>> START Dataset records
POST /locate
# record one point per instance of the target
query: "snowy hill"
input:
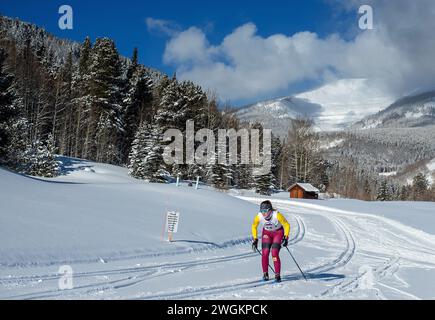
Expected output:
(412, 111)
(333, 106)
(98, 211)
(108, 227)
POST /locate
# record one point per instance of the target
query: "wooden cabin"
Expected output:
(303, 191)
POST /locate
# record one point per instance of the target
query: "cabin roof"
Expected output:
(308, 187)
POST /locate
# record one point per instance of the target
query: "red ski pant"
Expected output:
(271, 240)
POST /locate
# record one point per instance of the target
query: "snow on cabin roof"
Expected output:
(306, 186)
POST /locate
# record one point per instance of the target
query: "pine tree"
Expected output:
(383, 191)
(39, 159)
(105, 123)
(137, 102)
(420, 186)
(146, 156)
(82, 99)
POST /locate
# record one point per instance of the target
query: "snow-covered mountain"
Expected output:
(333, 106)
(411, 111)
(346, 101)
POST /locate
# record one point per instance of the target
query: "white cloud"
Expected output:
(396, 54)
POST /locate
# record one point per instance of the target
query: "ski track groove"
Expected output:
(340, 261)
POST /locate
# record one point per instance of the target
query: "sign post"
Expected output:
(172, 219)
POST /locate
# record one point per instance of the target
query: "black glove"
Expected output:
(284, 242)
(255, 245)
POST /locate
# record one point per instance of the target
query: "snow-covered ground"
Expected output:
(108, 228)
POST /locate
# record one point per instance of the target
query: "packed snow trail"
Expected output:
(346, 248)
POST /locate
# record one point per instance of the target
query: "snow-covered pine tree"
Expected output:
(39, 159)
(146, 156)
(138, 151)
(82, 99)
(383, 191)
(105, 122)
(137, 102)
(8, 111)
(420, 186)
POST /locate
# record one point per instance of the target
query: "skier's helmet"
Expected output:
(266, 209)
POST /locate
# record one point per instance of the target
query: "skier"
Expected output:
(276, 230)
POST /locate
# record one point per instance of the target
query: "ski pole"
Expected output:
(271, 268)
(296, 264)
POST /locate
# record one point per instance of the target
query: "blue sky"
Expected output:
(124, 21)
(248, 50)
>> END Dataset records
Written problem: Filter the rows above and copy every line that contains the string "covered". Treat the match as case-sensitive.

Answer to this task:
query: "snow-covered mountain"
query: "snow-covered ground"
query: "snow-covered pine tree"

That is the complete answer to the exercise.